— Task requirements —
Starting with the row that contains "the river rock" and going on through the end of the rows, change "formation chart" to "terrain map" and leave everything else the same. Give back only those rows.

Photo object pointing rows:

## Start

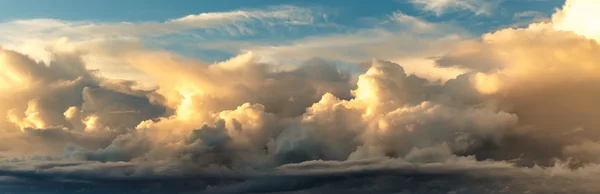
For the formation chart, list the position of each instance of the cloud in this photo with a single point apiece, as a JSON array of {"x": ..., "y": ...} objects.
[
  {"x": 521, "y": 116},
  {"x": 441, "y": 7}
]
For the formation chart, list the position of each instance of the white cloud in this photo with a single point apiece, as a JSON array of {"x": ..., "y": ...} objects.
[{"x": 441, "y": 7}]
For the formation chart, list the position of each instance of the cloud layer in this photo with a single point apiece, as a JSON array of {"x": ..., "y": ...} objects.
[{"x": 522, "y": 119}]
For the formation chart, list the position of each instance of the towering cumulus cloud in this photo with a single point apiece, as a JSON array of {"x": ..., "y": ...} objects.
[{"x": 523, "y": 119}]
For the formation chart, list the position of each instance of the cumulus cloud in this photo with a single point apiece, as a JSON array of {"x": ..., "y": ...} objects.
[{"x": 522, "y": 116}]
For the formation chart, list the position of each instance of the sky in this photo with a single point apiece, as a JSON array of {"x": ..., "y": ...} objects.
[{"x": 329, "y": 96}]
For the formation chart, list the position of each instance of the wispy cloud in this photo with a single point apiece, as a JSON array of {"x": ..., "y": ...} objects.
[{"x": 441, "y": 7}]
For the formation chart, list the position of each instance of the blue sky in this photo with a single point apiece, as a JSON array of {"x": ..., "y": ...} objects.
[{"x": 315, "y": 22}]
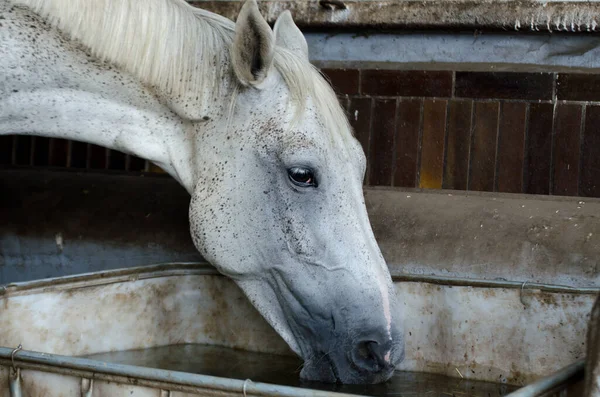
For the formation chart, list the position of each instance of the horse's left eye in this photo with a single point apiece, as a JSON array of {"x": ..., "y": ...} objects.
[{"x": 303, "y": 177}]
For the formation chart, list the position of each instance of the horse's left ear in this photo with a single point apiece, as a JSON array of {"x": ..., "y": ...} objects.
[
  {"x": 253, "y": 46},
  {"x": 287, "y": 35}
]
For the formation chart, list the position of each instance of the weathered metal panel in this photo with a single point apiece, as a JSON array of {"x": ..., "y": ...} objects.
[
  {"x": 488, "y": 235},
  {"x": 110, "y": 221},
  {"x": 494, "y": 334},
  {"x": 515, "y": 15},
  {"x": 508, "y": 334},
  {"x": 144, "y": 308}
]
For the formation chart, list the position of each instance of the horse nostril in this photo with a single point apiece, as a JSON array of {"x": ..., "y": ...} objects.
[{"x": 370, "y": 356}]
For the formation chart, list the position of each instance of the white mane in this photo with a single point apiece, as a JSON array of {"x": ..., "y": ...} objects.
[{"x": 177, "y": 48}]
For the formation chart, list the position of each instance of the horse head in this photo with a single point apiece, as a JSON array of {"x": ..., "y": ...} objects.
[{"x": 279, "y": 208}]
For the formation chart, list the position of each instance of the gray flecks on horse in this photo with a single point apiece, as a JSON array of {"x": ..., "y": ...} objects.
[{"x": 236, "y": 113}]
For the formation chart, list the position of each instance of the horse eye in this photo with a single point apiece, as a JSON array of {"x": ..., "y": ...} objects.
[{"x": 303, "y": 177}]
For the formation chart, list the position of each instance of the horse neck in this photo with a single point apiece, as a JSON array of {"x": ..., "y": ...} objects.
[{"x": 87, "y": 100}]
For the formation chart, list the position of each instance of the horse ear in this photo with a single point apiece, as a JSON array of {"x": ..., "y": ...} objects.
[
  {"x": 253, "y": 46},
  {"x": 288, "y": 36}
]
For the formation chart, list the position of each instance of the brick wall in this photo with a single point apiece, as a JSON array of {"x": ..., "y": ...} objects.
[{"x": 536, "y": 133}]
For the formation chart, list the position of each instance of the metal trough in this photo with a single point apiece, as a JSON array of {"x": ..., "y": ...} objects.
[{"x": 474, "y": 330}]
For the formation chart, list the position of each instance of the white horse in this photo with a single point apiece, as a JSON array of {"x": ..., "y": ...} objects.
[{"x": 236, "y": 113}]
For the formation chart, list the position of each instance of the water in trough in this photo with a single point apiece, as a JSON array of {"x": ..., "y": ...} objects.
[{"x": 284, "y": 370}]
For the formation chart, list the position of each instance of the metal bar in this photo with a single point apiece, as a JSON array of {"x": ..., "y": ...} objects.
[
  {"x": 206, "y": 269},
  {"x": 114, "y": 276},
  {"x": 14, "y": 382},
  {"x": 27, "y": 359},
  {"x": 480, "y": 283},
  {"x": 550, "y": 382}
]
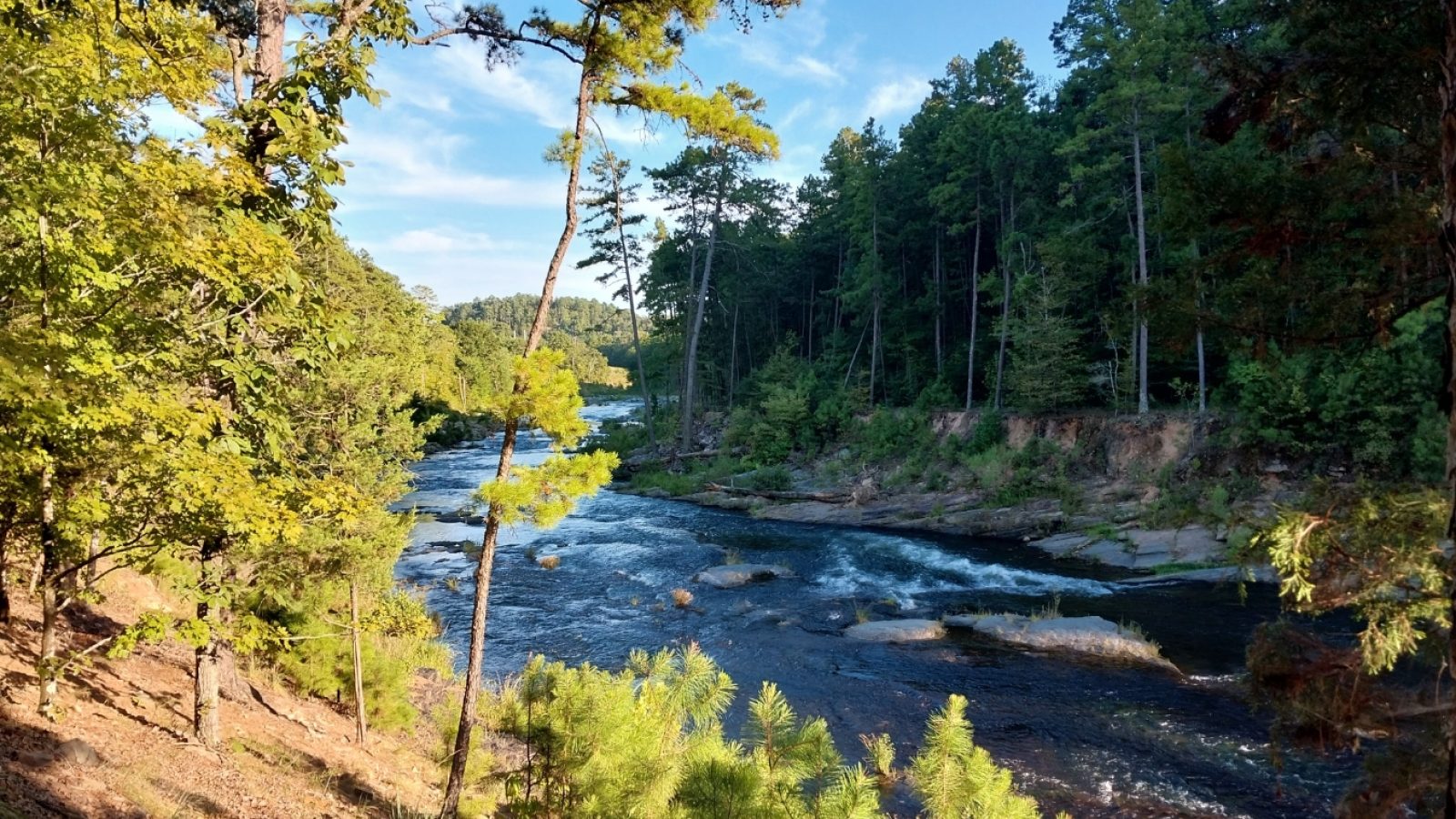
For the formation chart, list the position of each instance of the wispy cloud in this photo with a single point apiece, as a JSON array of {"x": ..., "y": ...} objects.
[
  {"x": 895, "y": 96},
  {"x": 788, "y": 47},
  {"x": 436, "y": 241},
  {"x": 420, "y": 164},
  {"x": 542, "y": 91}
]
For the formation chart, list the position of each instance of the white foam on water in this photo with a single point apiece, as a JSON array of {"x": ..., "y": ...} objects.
[{"x": 887, "y": 566}]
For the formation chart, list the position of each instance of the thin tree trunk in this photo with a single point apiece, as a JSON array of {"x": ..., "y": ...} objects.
[
  {"x": 637, "y": 336},
  {"x": 50, "y": 557},
  {"x": 1001, "y": 350},
  {"x": 1142, "y": 266},
  {"x": 875, "y": 360},
  {"x": 939, "y": 354},
  {"x": 1203, "y": 375},
  {"x": 475, "y": 663},
  {"x": 1448, "y": 242},
  {"x": 360, "y": 726},
  {"x": 733, "y": 356},
  {"x": 698, "y": 319},
  {"x": 5, "y": 570},
  {"x": 976, "y": 296},
  {"x": 92, "y": 550},
  {"x": 206, "y": 717},
  {"x": 48, "y": 662},
  {"x": 808, "y": 325},
  {"x": 874, "y": 349},
  {"x": 851, "y": 370}
]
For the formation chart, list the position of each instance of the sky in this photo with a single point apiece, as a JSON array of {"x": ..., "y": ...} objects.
[{"x": 448, "y": 186}]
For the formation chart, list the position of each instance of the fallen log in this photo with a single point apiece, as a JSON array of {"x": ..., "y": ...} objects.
[{"x": 769, "y": 494}]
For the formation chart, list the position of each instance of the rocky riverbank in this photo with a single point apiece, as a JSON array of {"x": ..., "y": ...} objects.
[{"x": 1139, "y": 494}]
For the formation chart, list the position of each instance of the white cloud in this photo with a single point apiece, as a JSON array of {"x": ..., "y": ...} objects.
[
  {"x": 786, "y": 47},
  {"x": 404, "y": 91},
  {"x": 460, "y": 278},
  {"x": 542, "y": 91},
  {"x": 895, "y": 96},
  {"x": 437, "y": 241},
  {"x": 421, "y": 167}
]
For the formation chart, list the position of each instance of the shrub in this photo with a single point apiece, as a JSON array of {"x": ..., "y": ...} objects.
[
  {"x": 771, "y": 479},
  {"x": 648, "y": 741}
]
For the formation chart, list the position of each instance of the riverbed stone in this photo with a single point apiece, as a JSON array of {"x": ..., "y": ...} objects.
[
  {"x": 1110, "y": 552},
  {"x": 1212, "y": 574},
  {"x": 739, "y": 574},
  {"x": 1062, "y": 545},
  {"x": 895, "y": 630},
  {"x": 1082, "y": 634}
]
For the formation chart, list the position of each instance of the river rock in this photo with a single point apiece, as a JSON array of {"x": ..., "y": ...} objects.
[
  {"x": 1084, "y": 634},
  {"x": 739, "y": 574},
  {"x": 895, "y": 630},
  {"x": 1062, "y": 545},
  {"x": 1212, "y": 574},
  {"x": 1110, "y": 552}
]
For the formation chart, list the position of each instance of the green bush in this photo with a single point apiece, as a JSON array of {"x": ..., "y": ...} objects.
[
  {"x": 648, "y": 741},
  {"x": 1372, "y": 405},
  {"x": 771, "y": 479}
]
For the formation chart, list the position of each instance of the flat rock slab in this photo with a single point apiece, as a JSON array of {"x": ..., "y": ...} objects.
[
  {"x": 1212, "y": 574},
  {"x": 895, "y": 630},
  {"x": 739, "y": 574},
  {"x": 1138, "y": 548},
  {"x": 1084, "y": 634}
]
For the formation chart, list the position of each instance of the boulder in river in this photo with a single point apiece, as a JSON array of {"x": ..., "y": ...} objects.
[
  {"x": 1210, "y": 574},
  {"x": 895, "y": 630},
  {"x": 1084, "y": 634},
  {"x": 739, "y": 574}
]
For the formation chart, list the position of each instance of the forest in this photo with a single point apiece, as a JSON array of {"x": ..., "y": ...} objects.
[{"x": 1239, "y": 216}]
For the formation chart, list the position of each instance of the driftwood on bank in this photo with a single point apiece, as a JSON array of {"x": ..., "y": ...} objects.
[
  {"x": 822, "y": 497},
  {"x": 638, "y": 464}
]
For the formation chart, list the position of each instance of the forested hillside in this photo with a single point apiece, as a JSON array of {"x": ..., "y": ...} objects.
[
  {"x": 1181, "y": 317},
  {"x": 1215, "y": 207}
]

## End

— Written response —
For the terrain map, list the position of each instance of the river rock in this photo with a single point apiece, as a JSON array of {"x": ..., "y": ...} objects.
[
  {"x": 1084, "y": 634},
  {"x": 739, "y": 574},
  {"x": 895, "y": 630},
  {"x": 1062, "y": 545},
  {"x": 1212, "y": 574},
  {"x": 1110, "y": 552}
]
For the terrain map, list the position of each instance of the green bush in this photo with a single point apiece, as a JSON array of {"x": ..., "y": ...} objects.
[
  {"x": 648, "y": 741},
  {"x": 1372, "y": 405},
  {"x": 771, "y": 479}
]
For the terrain map, list the position of each instance of the flat rock slab in this photo with a single point apiece, as a JSON array of {"x": ..., "y": ...} objects.
[
  {"x": 1212, "y": 574},
  {"x": 895, "y": 630},
  {"x": 739, "y": 574},
  {"x": 1138, "y": 548},
  {"x": 1084, "y": 634}
]
For the terrain map, list the position of each instance of the boulder in river in this photo with a single point apiece, as a JSON array of {"x": ..., "y": ...} objects.
[
  {"x": 1210, "y": 574},
  {"x": 895, "y": 630},
  {"x": 1084, "y": 634},
  {"x": 739, "y": 574}
]
For the terrain map, list the position of each instance of the forest in this photo with a single point apiece, as a JSON array of {"x": ..., "y": ...} objects.
[{"x": 1239, "y": 216}]
For the terrain map, list the position of each instance of the driftwood on bank in this photo with a single point apiece, as a JSON array of {"x": ..., "y": ...} objects.
[
  {"x": 822, "y": 497},
  {"x": 638, "y": 464}
]
For the terrain map, list the position of each instance of the forested hillside in this photo with a single point apiece, as a JSON array of {"x": ..., "y": ...} objects.
[
  {"x": 1181, "y": 317},
  {"x": 1215, "y": 207}
]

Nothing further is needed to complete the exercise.